#### Given information

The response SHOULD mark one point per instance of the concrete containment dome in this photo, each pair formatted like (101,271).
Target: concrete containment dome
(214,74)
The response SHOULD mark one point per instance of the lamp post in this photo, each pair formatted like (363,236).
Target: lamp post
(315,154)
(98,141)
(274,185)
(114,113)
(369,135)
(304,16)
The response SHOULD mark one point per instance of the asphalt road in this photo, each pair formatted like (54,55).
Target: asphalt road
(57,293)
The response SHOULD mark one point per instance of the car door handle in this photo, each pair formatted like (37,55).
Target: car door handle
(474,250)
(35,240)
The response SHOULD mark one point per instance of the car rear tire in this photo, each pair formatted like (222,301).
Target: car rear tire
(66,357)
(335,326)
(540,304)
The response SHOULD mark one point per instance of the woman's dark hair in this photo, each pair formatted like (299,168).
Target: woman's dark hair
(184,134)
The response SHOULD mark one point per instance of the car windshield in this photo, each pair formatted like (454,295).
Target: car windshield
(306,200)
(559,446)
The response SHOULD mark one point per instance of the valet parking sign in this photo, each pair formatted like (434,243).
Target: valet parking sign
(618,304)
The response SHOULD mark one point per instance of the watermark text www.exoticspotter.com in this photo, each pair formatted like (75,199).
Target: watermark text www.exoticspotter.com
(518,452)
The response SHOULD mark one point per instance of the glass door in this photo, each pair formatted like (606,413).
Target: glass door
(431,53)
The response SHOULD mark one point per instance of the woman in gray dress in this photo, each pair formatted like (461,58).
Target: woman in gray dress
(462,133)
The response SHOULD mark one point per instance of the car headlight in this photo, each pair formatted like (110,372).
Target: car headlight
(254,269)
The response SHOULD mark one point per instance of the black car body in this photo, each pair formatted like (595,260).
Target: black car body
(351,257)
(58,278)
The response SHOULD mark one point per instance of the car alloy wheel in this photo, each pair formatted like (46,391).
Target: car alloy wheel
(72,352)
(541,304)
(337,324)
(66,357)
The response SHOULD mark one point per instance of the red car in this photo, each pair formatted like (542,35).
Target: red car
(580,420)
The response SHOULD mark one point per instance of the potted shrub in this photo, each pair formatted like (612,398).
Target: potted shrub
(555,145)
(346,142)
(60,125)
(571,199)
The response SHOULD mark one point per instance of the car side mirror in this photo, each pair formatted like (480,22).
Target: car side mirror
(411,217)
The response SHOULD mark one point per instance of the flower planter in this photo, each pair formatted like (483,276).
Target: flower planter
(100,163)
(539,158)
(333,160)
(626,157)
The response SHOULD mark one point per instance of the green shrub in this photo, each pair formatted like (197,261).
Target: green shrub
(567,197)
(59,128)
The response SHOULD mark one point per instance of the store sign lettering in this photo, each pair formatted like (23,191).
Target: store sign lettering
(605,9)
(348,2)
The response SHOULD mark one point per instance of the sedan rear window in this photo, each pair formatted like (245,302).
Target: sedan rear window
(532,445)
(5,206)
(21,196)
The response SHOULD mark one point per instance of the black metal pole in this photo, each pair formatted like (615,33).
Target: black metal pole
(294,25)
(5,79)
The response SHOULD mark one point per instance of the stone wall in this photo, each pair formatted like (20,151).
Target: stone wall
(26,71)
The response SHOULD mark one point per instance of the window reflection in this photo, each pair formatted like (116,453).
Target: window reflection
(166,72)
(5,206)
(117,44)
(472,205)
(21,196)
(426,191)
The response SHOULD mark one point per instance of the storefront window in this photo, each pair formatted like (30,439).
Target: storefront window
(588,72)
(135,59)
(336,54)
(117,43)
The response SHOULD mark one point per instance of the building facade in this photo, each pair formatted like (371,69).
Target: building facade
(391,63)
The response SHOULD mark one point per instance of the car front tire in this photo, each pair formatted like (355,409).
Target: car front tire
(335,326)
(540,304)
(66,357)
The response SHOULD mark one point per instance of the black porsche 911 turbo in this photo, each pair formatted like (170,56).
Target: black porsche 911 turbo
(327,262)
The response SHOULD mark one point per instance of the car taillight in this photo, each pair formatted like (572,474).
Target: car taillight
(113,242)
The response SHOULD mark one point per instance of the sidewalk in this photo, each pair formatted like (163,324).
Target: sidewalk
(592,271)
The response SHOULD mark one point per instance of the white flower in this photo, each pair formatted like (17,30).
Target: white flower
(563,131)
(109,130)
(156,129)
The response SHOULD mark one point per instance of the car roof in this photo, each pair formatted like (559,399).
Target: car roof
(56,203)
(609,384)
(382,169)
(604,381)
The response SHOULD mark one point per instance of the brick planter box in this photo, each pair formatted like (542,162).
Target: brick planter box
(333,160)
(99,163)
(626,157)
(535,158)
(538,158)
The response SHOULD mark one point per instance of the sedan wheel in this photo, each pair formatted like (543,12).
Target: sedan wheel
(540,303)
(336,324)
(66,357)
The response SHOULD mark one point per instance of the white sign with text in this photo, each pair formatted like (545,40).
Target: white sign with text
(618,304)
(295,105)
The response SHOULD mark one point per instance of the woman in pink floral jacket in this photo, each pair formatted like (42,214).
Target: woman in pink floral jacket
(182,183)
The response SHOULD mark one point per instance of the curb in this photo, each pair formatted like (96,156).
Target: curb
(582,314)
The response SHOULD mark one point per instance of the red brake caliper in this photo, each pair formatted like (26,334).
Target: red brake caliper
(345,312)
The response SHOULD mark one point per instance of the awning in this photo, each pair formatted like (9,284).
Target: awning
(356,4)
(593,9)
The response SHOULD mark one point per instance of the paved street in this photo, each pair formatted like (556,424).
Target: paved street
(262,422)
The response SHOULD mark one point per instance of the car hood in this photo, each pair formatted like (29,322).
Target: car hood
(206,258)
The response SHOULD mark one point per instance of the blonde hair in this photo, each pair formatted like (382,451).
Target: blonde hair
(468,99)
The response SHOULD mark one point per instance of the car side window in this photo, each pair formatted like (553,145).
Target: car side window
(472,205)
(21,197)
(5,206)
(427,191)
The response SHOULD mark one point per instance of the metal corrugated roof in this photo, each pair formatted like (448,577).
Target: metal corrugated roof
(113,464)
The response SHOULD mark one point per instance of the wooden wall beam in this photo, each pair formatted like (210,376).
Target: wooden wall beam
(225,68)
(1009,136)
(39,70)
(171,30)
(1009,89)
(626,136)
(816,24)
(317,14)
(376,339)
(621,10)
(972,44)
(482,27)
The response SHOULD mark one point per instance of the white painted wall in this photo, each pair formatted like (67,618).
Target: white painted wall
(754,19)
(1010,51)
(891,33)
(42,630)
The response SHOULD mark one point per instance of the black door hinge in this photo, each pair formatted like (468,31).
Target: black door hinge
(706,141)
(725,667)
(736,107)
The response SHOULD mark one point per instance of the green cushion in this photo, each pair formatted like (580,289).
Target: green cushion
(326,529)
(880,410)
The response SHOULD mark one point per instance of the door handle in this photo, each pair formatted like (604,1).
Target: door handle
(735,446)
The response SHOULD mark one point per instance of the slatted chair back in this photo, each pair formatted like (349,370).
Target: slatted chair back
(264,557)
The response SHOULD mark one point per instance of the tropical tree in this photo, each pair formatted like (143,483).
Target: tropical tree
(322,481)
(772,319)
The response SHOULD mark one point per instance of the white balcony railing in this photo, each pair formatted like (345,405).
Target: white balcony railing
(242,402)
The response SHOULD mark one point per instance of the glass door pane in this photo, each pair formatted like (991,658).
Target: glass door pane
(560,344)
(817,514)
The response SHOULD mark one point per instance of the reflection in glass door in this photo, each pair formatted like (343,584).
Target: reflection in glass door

########

- Problem to solve -
Word for word, reproduce every line of the data.

- Response below -
The response SHOULD mark one point per instance of the concrete containment dome in this photo, each pair formatted like (101,271).
Target: concrete containment dome
(214,74)
The response SHOULD mark one point per instance of the lamp post in this photo, each pair formatted like (363,236).
Target: lamp post
(315,154)
(98,141)
(274,185)
(114,113)
(369,135)
(304,16)
The response SHOULD mark one point per instance of the asphalt road in this photo, each pair formatted like (54,55).
Target: asphalt road
(57,293)
The response SHOULD mark one point per instance of the car door handle in this photo, each pair formatted like (37,55).
Target: car door handle
(474,250)
(35,240)
The response SHOULD mark one point per instance of the car rear tire in this photo, each pair formatted like (222,301).
Target: car rear tire
(66,357)
(335,326)
(540,304)
The response SHOULD mark one point per instance of the woman's dark hair in this photo, each pair formatted like (299,168).
Target: woman's dark hair
(184,134)
The response SHOULD mark one point per instance of the car windshield in this photo, each pair formatted like (454,295).
Target: car windshield
(306,200)
(559,446)
The response SHOULD mark one point per instance of the valet parking sign in this photo, each pair formatted like (434,243).
Target: valet parking sign
(618,304)
The response SHOULD mark one point per instance of the watermark text www.exoticspotter.com in this photo, each pair formatted like (75,199).
Target: watermark text www.exoticspotter.com
(518,452)
The response SHOULD mark one point per instance of the glass door in this photo, each pair formatted like (606,413).
Target: glass door
(431,53)
The response SHOULD mark one point per instance of the woman in gray dress in this photo, each pair formatted like (461,58).
Target: woman in gray dress
(462,133)
The response SHOULD mark one point per instance of the car headlight in this photo, each pair formatted like (110,372).
Target: car headlight
(254,269)
The response SHOULD mark one point per instance of the black car body in this photo, each pair formatted like (595,260).
Target: black car body
(351,257)
(58,278)
The response SHOULD mark one point per instance of the car alloy wheel in this photo, each pair formatted like (46,391).
Target: car alloy wheel
(72,352)
(541,304)
(337,324)
(66,357)
The response SHOULD mark one point per instance of the red car in this photo, each pair formatted like (542,35).
Target: red car
(580,420)
The response SHOULD mark one point per instance of the potted shrub in this photo, each pair formatted like (612,398).
Target: potted shrub
(555,145)
(346,142)
(60,125)
(571,199)
The response SHOULD mark one point per instance of the car side mirror in this photo, each pair formatted like (480,22).
Target: car side mirror
(411,217)
The response SHOULD mark one point per instance of the flower planter in this photo, each pair formatted like (483,276).
Target: flower planter
(100,163)
(539,158)
(333,160)
(626,157)
The response SHOULD mark one point per instance of the green shrub in this photo, each pair formatted like (197,261).
Target: green shrub
(567,197)
(59,128)
The response SHOULD mark one point per instance of the store sign lettering in this photo, each pair formatted like (23,191).
Target: store sign lettering
(605,9)
(348,2)
The response SHOULD mark one point per instance of the sedan rear window in this photo, each pair formatted like (245,302).
Target: sedan rear window
(532,445)
(5,206)
(21,196)
The response SHOULD mark one point per instance of the black metal pole in this photo, each pair formatted like (615,33).
Target: black metal pole
(294,25)
(5,79)
The response SHOULD mark one point per instance of the stone wall in this photo, each pair formatted like (20,151).
Target: stone wall
(26,71)
The response SHOULD mark one point per instance of the window reflection in this photo, each pair formatted like (116,453).
Target: window reflection
(166,72)
(5,206)
(117,44)
(472,205)
(21,196)
(426,191)
The response SHOULD mark one point per instance of the storefront window in this photo, each pair formatted like (30,439).
Target: storefront window
(588,72)
(135,59)
(336,54)
(117,43)
The response SHOULD mark one point per instance of the building facade in this photo, each pair formatted like (371,69).
Target: building facade
(391,63)
The response SHOULD mark one point per instance of the car front tire in this photo, each pair formatted like (355,409).
Target: car front tire
(335,326)
(540,304)
(66,357)
The response SHOULD mark one point per instance of the black porsche 911 turbo in this photo, each pair formatted like (170,56).
Target: black porsche 911 turbo
(327,262)
The response SHOULD mark one point per instance of the car taillight in this photo, each pair formatted like (572,474).
Target: car taillight
(113,242)
The response SHOULD mark one point per instance of the sidewalk in this photo, each pair formatted like (163,324).
Target: sidewalk
(592,271)
The response SHOULD mark one point per instance of the white flower in this photo, each pair formatted like (17,30).
Target: white flower
(563,131)
(109,130)
(156,129)
The response SHOULD mark one point per instance of the car roof in this photo, each pair formatted like (559,399).
Target: car roof
(56,203)
(609,384)
(382,169)
(604,381)
The response SHOULD mark one point per instance of the brick planter box in this photo, each pair formatted like (542,162).
Target: brick planter box
(333,160)
(99,163)
(626,157)
(535,158)
(538,158)
The response SHOULD mark one point per instance of the sedan wheel in this photo, each pair formatted like (543,12).
Target: sedan wheel
(540,303)
(336,324)
(66,357)
The response SHOULD mark one point per instance of the white sign with text in this photo, each pair formatted like (545,40).
Target: white sign with text
(618,304)
(295,105)
The response SHOULD mark one point per instance of the woman in pink floral jacket in this photo, each pair formatted like (42,214).
Target: woman in pink floral jacket
(182,183)
The response SHOULD mark one point per instance of the curb in this photo, each pair formatted like (96,156).
Target: curb
(582,314)
The response SHOULD mark one point per instance of the red brake caliper in this photo, each pair formatted like (26,334).
Target: red brake caliper
(345,312)
The response SHOULD mark one point per instance of the awning in this photo, each pair formatted like (9,284).
Target: awning
(356,4)
(593,9)
The response SHOULD mark one point per instance of the paved street in this photo, each pair formatted like (556,424).
Target: paved street
(262,422)
The response SHOULD mark one point per instance of the car hood in this photo, each pair formatted like (29,322).
Target: car hood
(206,258)
The response SHOULD mark one point per instance of the blonde hair in this photo, each pair formatted like (382,451).
Target: blonde hair
(468,99)
The response SHOULD mark one point per instance of the car side window in this photo, each pair formatted like (553,145).
Target: car side window
(472,205)
(21,197)
(5,206)
(427,191)
The response SHOULD mark one point per instance of the metal corrugated roof in this photo, each pair formatted like (448,577).
Target: metal corrugated roof
(113,464)
The response SHOULD mark one point per instance of the wooden wall beam in this photo, each pair formatted like (210,376).
Target: wooden wall beam
(225,68)
(1009,136)
(39,70)
(171,30)
(1009,89)
(626,136)
(816,24)
(317,14)
(376,339)
(621,10)
(972,44)
(482,27)
The response SHOULD mark one point per instance of the white painted wall in this photo, each pair formatted like (67,618).
Target: white painted wall
(754,19)
(1010,51)
(891,33)
(42,630)
The response SHOULD mark one point per instance of the black door hinge in this photo, each pair formatted like (468,31).
Target: black door hinge
(706,141)
(725,667)
(736,107)
The response SHOULD mark one point per instance of the green cushion in this photo, each pair formatted like (580,289).
Target: green cushion
(326,529)
(880,410)
The response SHOULD mark one point per instance of the door handle in this photo, each pair formatted like (604,1).
Target: door handle
(735,446)
The response SHOULD mark one point per instance of the slatted chair back in this photo, each pair formatted like (349,370).
Target: slatted chair back
(264,557)
The response SHOULD mark one point per instance of the tropical tree in this photo, each pair formatted like (143,483).
Target: tropical tree
(322,481)
(772,319)
The response SHOULD mark one point per instance of the white balcony railing in this photo, each pair formatted like (345,405).
Target: white balcony railing
(242,402)
The response SHOULD mark one point per instance of the glass door pane in this photo, each pair formatted like (991,658).
Target: glass door pane
(560,344)
(817,514)
The response SHOULD mark one point per instance of the reflection in glass door in this photo, each pair formatted like (343,584).
Target: reflection in glass door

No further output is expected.